● **Written request**
Convert the records below, from the line containing "locate every distant" down to the line containing "[0, 307, 600, 400]", both included, into a JSON list of strings with one string per line and no blank lines.

● **Records provided**
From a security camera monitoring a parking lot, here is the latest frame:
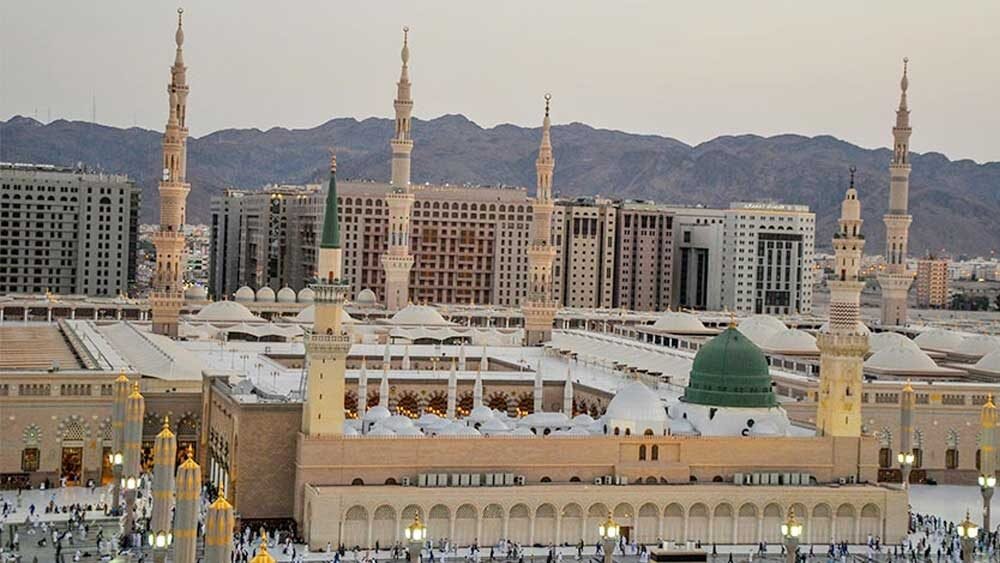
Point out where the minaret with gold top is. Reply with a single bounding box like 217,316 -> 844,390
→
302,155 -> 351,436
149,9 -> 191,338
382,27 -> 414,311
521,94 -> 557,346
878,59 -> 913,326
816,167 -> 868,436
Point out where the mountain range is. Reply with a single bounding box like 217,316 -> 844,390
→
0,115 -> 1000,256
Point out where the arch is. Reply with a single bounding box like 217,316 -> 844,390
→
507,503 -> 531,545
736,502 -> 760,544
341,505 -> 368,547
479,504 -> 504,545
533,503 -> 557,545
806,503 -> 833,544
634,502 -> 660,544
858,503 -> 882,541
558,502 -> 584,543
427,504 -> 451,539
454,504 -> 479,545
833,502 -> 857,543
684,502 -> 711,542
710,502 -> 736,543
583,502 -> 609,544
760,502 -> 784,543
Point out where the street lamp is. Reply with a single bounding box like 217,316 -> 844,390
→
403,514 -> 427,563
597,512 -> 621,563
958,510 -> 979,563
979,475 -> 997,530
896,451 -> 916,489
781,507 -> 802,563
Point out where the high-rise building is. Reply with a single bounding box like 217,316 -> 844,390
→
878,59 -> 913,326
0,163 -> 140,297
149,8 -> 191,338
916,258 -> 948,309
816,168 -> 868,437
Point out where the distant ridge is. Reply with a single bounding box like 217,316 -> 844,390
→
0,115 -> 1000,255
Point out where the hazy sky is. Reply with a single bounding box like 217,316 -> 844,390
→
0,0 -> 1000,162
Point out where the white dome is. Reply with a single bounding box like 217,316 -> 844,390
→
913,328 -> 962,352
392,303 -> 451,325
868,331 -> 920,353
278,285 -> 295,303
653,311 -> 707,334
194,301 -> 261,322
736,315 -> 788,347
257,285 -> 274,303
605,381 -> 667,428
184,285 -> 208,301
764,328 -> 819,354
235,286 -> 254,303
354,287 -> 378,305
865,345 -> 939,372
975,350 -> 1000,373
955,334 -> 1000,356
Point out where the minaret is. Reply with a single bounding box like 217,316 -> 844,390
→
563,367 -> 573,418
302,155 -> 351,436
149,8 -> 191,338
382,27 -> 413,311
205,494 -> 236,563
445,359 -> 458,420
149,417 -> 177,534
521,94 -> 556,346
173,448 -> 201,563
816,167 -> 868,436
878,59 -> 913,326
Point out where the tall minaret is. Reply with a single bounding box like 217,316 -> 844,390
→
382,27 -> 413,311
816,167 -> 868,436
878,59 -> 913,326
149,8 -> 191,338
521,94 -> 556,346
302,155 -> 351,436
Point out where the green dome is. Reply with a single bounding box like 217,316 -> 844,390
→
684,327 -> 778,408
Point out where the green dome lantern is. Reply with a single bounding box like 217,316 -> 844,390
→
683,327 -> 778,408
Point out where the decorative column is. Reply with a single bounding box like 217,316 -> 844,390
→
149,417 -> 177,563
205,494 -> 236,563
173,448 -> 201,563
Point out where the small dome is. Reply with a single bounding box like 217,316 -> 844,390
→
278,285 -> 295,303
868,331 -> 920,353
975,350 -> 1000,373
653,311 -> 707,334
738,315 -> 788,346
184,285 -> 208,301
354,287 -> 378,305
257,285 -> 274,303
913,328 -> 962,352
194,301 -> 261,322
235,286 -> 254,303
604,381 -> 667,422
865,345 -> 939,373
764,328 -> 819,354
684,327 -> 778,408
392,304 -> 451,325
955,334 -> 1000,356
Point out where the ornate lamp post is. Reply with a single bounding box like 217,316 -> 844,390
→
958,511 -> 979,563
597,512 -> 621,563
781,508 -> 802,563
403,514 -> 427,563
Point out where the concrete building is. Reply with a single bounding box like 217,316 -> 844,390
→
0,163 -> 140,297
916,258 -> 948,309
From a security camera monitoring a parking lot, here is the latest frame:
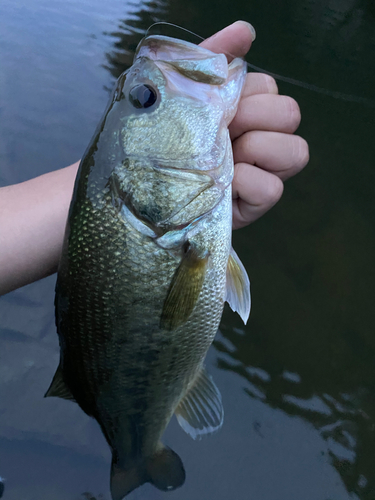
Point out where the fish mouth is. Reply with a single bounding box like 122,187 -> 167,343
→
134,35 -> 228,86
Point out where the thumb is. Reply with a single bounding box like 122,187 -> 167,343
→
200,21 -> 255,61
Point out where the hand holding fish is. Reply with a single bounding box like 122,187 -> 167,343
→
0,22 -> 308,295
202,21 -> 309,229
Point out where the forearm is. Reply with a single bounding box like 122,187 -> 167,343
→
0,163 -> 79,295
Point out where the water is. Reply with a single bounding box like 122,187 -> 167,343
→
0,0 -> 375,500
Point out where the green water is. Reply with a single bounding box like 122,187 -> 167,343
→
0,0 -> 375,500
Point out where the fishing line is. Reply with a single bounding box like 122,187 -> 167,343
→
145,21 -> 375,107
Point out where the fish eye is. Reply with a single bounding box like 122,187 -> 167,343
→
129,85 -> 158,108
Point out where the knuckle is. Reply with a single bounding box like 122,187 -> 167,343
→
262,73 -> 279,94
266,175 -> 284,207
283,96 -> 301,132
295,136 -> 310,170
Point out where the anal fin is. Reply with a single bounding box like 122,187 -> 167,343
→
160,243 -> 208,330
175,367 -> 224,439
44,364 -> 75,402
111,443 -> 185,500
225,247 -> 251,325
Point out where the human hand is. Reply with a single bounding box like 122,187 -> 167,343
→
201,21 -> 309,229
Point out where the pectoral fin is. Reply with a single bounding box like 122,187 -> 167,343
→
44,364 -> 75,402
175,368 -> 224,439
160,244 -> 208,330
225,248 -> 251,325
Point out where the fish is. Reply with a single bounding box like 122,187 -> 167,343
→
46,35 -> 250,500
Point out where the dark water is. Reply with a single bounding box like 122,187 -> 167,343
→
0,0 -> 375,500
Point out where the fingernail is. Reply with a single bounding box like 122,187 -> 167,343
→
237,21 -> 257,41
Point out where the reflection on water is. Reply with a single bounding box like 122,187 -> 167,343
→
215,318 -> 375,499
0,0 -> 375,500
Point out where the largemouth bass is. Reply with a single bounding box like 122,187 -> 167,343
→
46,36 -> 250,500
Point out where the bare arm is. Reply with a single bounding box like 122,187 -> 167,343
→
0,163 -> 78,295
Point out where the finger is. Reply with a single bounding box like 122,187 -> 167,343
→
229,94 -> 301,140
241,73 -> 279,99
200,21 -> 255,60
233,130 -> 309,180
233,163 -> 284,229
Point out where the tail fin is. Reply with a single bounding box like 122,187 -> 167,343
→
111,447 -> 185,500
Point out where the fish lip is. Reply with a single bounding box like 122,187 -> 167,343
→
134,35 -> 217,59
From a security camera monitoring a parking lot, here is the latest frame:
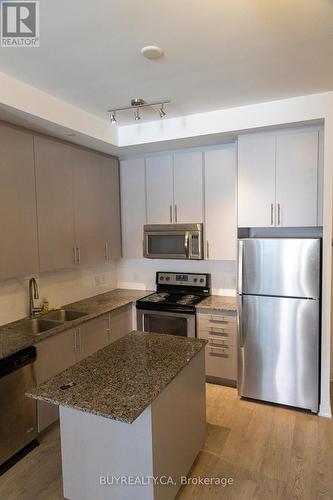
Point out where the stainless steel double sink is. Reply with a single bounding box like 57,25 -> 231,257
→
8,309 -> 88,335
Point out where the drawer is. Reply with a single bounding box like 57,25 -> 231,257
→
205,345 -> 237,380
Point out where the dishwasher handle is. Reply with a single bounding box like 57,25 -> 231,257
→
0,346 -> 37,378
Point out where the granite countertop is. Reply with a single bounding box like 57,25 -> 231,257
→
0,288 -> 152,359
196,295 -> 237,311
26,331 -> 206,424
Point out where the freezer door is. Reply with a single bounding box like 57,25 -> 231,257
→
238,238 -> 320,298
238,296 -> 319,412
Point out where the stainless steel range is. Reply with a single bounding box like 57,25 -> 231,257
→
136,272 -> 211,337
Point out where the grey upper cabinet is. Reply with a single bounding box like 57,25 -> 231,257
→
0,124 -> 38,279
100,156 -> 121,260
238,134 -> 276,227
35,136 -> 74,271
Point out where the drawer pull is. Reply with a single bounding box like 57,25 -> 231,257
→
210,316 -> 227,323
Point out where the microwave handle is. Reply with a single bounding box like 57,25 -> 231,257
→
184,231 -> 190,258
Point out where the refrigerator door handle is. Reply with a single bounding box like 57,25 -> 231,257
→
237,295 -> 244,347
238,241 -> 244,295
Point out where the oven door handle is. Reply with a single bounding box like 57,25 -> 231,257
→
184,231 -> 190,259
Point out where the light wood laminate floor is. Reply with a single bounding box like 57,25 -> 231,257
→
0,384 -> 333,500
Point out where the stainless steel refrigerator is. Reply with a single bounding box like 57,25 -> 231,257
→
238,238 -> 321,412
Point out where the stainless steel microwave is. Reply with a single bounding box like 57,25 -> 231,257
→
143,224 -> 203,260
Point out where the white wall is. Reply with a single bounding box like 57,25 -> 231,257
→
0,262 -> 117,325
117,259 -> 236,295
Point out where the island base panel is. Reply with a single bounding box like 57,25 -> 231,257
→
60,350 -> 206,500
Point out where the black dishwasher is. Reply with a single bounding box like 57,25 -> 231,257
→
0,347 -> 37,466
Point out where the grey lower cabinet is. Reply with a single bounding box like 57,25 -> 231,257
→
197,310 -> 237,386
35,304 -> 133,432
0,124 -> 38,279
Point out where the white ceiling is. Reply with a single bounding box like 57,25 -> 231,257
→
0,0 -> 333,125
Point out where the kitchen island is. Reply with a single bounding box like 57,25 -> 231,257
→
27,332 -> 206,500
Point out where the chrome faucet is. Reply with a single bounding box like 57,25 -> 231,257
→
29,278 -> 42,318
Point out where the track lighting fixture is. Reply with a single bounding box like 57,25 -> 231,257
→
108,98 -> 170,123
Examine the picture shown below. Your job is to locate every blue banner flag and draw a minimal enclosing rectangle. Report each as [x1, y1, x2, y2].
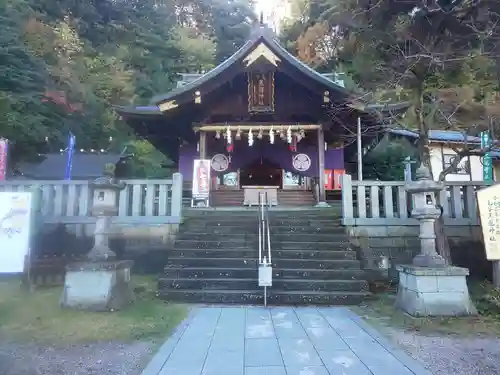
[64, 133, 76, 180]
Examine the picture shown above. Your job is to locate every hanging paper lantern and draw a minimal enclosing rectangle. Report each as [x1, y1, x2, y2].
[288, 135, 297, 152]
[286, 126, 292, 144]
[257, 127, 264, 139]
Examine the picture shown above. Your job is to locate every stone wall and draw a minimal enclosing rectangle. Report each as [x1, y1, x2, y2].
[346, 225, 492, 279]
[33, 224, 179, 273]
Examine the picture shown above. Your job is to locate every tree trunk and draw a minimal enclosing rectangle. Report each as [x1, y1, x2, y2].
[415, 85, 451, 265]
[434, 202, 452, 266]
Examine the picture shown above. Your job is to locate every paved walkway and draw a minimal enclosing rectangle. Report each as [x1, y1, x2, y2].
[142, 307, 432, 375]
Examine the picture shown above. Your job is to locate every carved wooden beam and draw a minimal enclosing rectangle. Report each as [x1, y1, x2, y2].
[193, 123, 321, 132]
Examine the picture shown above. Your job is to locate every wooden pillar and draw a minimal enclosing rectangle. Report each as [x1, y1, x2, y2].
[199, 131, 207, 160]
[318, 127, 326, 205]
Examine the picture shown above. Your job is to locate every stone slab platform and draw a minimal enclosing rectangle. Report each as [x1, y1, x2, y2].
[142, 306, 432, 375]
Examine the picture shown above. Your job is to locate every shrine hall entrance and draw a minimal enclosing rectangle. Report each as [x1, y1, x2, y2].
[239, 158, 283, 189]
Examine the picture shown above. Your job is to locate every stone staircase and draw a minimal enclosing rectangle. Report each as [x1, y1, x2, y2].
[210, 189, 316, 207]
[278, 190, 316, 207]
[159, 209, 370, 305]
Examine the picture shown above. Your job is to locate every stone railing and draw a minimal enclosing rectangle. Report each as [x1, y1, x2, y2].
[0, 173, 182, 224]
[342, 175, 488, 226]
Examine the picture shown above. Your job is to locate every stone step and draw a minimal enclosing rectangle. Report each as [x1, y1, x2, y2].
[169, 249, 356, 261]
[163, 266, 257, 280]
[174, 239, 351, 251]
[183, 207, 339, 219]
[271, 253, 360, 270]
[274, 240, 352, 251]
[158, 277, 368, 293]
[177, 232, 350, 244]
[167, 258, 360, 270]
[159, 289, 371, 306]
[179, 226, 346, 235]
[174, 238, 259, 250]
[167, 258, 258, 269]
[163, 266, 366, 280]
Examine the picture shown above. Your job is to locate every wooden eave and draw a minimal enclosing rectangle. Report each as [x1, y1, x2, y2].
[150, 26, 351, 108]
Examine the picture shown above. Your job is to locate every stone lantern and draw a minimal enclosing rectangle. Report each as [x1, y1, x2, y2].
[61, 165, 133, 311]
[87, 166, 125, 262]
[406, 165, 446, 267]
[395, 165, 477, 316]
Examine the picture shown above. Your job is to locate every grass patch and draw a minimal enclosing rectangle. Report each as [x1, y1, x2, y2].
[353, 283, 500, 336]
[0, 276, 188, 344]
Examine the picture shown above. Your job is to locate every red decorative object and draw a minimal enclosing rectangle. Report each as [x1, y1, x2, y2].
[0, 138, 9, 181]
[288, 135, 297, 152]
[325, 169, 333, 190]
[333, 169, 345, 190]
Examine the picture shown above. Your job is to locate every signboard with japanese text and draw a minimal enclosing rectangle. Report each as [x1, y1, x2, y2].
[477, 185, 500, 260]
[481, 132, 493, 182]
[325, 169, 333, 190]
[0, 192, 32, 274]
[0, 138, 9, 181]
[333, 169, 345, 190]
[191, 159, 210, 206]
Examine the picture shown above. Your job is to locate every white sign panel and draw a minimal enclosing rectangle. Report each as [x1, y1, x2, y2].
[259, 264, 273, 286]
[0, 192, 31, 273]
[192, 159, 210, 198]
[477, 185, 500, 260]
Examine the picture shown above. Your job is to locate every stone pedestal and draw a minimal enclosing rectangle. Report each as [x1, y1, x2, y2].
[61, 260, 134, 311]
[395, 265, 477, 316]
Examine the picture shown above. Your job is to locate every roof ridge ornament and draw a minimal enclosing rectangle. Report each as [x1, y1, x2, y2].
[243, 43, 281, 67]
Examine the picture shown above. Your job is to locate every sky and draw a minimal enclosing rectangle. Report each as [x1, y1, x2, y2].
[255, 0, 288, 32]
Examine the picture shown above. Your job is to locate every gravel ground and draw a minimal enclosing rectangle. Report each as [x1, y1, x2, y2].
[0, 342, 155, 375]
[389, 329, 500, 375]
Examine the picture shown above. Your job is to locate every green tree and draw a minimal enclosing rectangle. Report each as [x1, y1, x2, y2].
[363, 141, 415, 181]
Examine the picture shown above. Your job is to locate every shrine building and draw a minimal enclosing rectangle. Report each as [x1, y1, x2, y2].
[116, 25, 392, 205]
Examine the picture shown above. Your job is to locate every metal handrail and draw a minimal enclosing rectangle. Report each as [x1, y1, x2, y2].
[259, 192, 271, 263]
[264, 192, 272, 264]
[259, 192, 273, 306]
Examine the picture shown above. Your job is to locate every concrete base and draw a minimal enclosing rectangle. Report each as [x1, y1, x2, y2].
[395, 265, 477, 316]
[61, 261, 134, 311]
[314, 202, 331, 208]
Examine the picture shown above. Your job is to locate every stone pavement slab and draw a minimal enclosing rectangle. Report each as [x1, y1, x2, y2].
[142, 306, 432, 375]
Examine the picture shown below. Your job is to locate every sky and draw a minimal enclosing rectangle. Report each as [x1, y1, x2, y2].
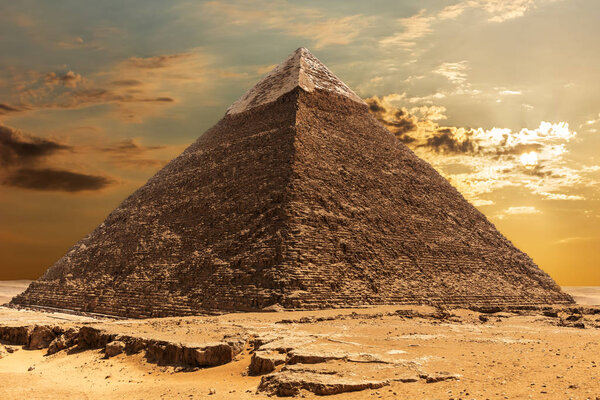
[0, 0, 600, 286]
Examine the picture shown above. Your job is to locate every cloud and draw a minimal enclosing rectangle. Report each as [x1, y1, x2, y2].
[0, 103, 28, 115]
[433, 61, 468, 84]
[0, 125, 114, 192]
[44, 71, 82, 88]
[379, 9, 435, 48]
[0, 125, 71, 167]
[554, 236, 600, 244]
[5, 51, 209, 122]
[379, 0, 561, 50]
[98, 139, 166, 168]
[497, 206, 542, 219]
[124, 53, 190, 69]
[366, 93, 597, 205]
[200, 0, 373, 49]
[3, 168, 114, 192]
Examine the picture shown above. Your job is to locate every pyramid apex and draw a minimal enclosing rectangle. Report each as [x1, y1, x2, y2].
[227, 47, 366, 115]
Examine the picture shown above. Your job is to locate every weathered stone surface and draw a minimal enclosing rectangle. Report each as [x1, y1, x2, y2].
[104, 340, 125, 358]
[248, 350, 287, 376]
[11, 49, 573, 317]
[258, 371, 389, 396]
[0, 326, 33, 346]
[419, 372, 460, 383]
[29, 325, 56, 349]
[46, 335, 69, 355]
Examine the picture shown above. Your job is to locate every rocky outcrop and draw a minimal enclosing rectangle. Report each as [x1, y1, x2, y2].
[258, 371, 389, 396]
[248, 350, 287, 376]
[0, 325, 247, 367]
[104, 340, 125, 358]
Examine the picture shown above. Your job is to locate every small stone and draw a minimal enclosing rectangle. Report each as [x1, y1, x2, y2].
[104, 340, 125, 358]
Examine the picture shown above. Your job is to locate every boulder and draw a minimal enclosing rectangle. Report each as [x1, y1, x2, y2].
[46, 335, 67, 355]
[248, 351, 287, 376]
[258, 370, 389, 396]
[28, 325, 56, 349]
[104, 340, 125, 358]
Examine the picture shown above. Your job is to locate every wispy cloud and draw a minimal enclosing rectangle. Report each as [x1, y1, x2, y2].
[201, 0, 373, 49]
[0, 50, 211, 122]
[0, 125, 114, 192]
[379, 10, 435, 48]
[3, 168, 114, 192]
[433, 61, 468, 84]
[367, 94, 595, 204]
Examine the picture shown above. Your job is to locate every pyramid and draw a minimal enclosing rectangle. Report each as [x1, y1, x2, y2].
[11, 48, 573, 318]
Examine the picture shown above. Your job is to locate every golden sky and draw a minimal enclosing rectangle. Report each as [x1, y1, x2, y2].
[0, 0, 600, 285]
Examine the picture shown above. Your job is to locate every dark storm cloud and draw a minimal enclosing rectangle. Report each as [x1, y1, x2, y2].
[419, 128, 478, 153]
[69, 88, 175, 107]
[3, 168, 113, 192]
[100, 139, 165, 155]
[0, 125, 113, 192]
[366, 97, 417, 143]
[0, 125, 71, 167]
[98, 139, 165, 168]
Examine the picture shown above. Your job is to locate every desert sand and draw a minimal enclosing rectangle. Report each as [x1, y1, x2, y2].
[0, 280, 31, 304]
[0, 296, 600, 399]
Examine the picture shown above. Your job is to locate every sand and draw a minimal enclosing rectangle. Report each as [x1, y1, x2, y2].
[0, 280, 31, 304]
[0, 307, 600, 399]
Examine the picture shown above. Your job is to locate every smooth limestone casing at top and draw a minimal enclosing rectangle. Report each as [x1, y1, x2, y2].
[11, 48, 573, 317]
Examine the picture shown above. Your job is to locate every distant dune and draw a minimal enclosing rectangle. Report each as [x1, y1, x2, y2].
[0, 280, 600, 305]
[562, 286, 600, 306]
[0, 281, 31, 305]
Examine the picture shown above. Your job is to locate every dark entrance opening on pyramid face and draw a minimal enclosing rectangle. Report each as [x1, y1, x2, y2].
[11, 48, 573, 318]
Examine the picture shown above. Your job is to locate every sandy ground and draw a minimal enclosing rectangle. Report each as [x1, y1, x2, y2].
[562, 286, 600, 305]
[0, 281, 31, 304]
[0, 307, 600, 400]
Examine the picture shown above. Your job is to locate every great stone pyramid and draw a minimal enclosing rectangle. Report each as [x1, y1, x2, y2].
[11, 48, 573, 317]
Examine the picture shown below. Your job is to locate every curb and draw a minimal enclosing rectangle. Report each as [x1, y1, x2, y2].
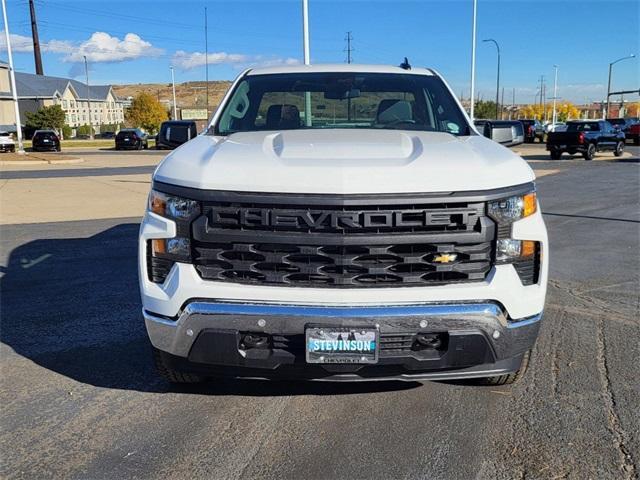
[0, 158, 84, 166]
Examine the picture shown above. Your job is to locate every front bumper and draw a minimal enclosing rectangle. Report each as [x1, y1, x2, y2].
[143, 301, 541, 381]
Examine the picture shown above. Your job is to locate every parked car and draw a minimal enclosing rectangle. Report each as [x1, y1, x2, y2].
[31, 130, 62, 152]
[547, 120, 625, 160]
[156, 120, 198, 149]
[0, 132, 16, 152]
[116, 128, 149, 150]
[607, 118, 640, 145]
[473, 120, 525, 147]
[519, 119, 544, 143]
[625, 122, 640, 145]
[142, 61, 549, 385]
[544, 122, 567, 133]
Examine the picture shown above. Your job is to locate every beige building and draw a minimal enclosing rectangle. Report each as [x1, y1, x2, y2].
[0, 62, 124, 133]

● **Final result**
[
  "Examine the picture shown above. Your job is to locate every distant dune and draw a minimal enclosing rectangle. Report each as [x1, y1, x2, y2].",
  "[0, 280, 600, 305]",
  "[562, 286, 600, 306]",
  "[0, 281, 31, 305]",
  "Examine the picture shown above. Your job is to locate every dark entrance opening on pyramid face and draw a minimal enclosing rectangle. Report each as [x1, y1, x2, y2].",
  "[11, 48, 573, 318]",
  "Examine the picture shown above. Your job is to locate every sandy ground and draw a minimal enclosing rectangle. Report each as [x1, y1, x2, y2].",
  "[562, 286, 600, 305]",
  "[0, 281, 31, 304]",
  "[0, 307, 600, 400]"
]